=== Task ===
Go through the material below and report how many lines contain "hand". Give only the number.

=== Records for processing ===
+++++
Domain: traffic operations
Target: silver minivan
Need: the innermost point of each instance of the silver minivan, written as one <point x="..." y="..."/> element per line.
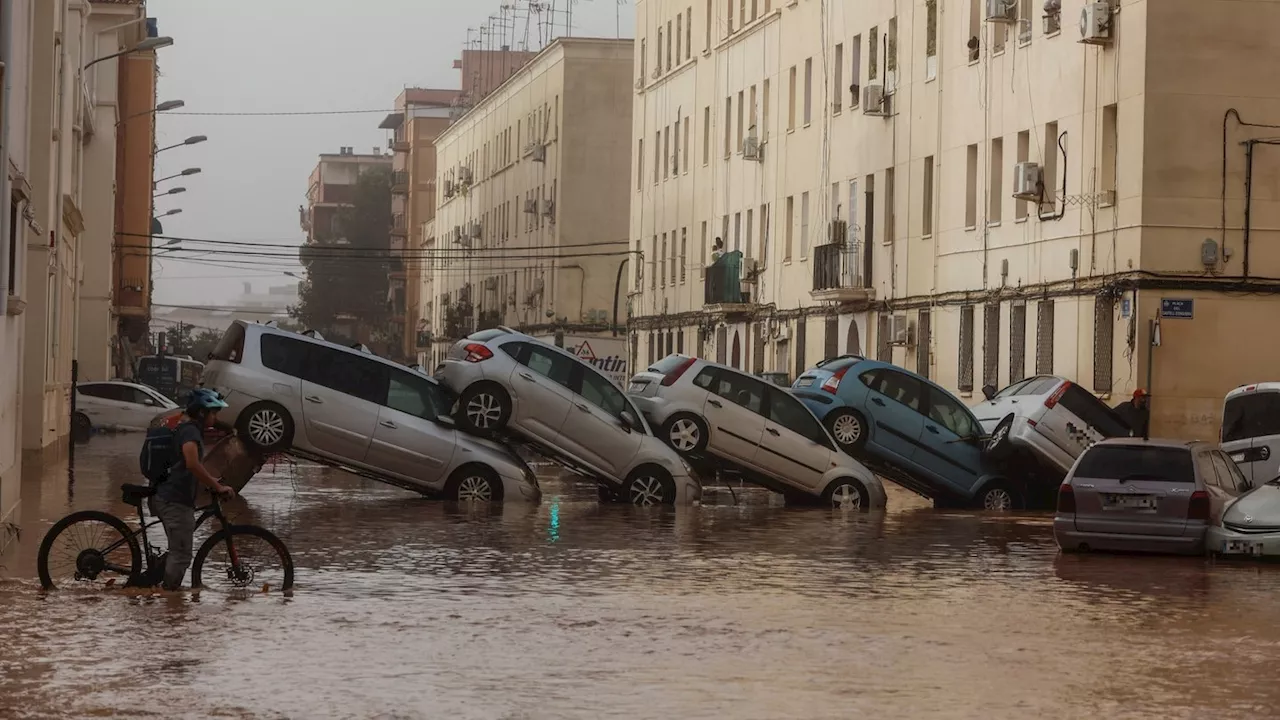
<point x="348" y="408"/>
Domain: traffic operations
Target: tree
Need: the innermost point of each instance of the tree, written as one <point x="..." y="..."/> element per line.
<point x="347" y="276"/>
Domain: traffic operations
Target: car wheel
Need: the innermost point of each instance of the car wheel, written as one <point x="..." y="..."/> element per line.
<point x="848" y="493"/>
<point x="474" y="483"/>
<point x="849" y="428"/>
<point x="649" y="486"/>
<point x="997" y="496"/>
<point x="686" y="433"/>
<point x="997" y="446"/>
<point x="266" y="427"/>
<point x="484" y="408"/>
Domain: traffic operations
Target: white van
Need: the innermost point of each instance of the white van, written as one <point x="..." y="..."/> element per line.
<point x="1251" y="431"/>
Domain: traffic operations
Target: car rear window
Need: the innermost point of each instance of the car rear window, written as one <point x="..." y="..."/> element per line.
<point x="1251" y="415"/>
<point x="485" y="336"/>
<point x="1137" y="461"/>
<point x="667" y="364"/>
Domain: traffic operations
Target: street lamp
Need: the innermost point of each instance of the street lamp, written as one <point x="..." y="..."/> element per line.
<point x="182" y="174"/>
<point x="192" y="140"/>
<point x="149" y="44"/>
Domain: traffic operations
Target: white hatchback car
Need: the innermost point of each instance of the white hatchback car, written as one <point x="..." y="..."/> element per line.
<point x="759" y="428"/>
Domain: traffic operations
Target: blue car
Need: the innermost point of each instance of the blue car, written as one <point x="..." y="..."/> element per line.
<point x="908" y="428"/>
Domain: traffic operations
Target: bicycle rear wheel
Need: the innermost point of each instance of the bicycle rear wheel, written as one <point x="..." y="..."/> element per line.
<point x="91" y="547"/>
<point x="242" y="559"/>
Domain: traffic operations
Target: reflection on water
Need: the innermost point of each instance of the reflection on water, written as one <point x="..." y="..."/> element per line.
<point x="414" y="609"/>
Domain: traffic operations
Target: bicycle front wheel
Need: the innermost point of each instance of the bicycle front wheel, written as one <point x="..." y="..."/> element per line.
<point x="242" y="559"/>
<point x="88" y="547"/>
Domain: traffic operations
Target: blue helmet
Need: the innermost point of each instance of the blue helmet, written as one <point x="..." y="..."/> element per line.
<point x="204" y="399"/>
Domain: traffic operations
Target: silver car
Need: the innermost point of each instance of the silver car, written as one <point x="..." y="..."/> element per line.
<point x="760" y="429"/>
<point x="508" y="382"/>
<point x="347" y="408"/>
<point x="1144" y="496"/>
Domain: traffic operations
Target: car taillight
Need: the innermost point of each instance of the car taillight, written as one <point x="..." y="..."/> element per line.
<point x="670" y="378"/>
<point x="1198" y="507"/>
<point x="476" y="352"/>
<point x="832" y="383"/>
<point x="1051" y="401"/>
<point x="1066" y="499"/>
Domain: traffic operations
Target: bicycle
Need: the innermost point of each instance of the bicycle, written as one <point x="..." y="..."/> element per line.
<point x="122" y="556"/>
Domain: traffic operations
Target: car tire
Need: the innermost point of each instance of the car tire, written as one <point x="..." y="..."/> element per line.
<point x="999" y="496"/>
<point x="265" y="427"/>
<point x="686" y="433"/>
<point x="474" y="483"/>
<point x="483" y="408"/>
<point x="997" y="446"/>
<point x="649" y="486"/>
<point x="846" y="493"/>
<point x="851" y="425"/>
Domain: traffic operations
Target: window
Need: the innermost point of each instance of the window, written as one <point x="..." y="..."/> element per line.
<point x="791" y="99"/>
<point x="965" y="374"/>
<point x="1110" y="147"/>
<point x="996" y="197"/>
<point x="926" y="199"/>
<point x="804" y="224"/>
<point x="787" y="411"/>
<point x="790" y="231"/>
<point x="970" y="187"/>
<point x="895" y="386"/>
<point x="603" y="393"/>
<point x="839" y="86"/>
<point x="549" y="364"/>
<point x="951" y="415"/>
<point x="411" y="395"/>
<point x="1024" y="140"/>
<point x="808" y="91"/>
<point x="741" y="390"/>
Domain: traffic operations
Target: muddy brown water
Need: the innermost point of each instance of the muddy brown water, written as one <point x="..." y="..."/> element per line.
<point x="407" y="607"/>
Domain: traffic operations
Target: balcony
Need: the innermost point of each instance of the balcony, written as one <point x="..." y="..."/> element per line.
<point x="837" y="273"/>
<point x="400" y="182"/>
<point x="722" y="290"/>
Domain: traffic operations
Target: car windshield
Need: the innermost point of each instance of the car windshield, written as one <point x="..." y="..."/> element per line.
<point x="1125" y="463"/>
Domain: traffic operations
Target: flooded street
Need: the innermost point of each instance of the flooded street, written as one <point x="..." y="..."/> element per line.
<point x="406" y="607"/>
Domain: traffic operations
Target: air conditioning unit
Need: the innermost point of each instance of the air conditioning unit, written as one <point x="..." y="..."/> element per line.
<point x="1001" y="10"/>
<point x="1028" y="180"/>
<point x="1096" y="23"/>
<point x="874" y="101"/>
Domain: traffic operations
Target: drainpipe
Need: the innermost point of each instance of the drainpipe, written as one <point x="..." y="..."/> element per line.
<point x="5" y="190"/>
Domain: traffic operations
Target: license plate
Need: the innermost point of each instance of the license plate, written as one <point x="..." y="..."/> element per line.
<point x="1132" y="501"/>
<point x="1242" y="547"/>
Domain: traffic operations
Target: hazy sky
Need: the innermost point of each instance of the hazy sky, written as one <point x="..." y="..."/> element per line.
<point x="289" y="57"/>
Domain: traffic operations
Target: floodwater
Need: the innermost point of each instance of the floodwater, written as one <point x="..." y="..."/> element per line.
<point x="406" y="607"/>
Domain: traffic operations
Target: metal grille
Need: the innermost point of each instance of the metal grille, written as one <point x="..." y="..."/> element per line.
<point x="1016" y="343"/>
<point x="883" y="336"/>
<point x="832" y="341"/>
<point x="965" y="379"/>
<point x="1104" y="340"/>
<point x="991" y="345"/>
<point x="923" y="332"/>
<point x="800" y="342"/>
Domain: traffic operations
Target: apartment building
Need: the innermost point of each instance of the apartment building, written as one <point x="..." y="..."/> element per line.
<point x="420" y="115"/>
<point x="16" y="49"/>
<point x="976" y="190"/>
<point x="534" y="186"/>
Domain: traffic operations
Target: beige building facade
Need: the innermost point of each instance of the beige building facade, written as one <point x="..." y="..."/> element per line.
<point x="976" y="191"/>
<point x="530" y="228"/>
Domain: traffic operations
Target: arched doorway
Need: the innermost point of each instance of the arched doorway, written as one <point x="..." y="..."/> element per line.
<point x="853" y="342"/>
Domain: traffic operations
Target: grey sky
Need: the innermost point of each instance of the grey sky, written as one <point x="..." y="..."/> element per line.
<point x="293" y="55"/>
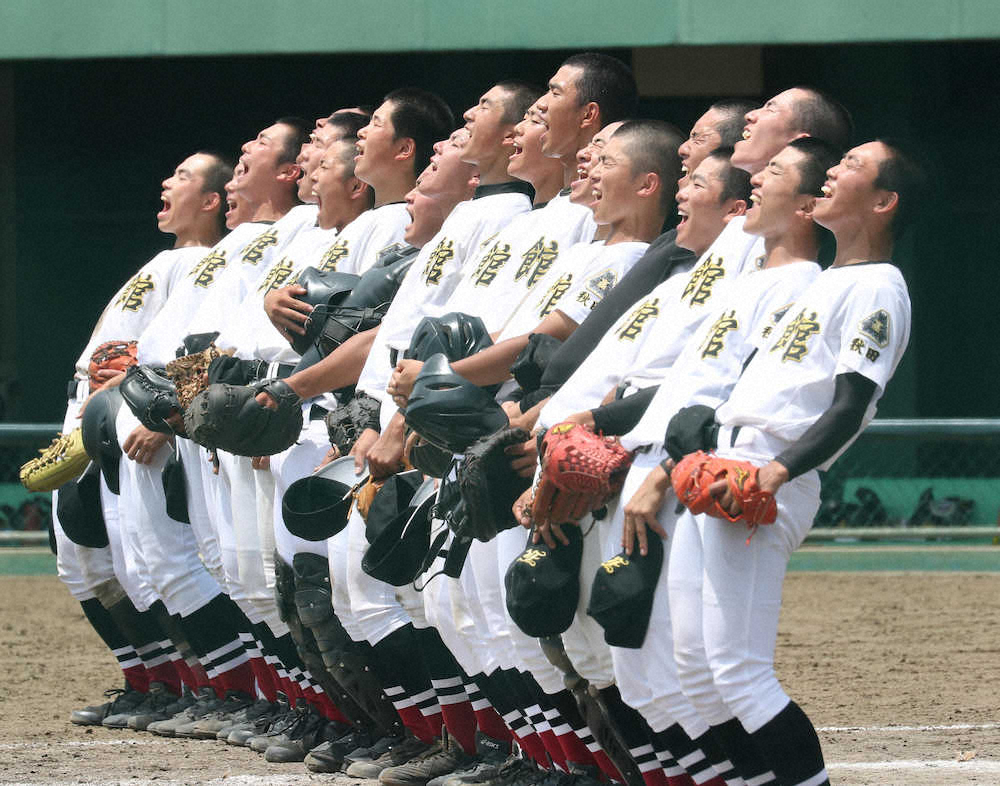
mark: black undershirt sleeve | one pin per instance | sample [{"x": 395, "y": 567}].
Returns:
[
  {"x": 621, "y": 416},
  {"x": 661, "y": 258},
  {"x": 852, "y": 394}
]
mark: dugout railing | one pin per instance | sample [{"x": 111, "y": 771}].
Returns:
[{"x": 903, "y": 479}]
+++++
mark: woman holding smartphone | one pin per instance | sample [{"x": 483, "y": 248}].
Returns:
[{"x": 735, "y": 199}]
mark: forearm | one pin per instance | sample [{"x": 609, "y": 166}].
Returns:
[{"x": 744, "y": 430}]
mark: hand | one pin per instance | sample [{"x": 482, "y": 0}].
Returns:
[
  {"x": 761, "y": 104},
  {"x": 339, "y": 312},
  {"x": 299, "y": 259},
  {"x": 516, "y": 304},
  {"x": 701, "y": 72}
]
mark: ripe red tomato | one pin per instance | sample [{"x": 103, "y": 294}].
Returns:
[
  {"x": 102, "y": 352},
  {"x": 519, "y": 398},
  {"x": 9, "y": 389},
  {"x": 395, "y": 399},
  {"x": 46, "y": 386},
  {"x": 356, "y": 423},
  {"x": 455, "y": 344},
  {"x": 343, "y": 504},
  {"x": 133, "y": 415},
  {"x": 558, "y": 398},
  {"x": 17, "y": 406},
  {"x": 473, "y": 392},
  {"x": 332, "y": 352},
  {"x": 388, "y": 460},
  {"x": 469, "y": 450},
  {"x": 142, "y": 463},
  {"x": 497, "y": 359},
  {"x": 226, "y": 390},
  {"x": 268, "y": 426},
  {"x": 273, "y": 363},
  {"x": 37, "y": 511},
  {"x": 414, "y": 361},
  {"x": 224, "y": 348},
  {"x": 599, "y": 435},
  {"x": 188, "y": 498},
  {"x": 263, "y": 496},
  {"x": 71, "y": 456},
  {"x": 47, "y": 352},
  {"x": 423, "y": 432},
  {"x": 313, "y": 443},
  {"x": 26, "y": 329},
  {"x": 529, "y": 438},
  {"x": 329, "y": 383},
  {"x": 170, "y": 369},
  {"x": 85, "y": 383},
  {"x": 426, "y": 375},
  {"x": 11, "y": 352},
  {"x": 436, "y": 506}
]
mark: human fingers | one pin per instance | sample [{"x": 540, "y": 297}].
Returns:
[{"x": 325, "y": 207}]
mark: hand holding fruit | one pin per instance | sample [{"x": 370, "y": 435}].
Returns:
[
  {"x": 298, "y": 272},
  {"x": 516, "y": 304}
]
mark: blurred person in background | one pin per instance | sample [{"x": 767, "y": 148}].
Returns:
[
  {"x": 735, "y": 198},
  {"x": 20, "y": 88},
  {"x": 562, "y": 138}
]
+++++
=== Output for this task ===
2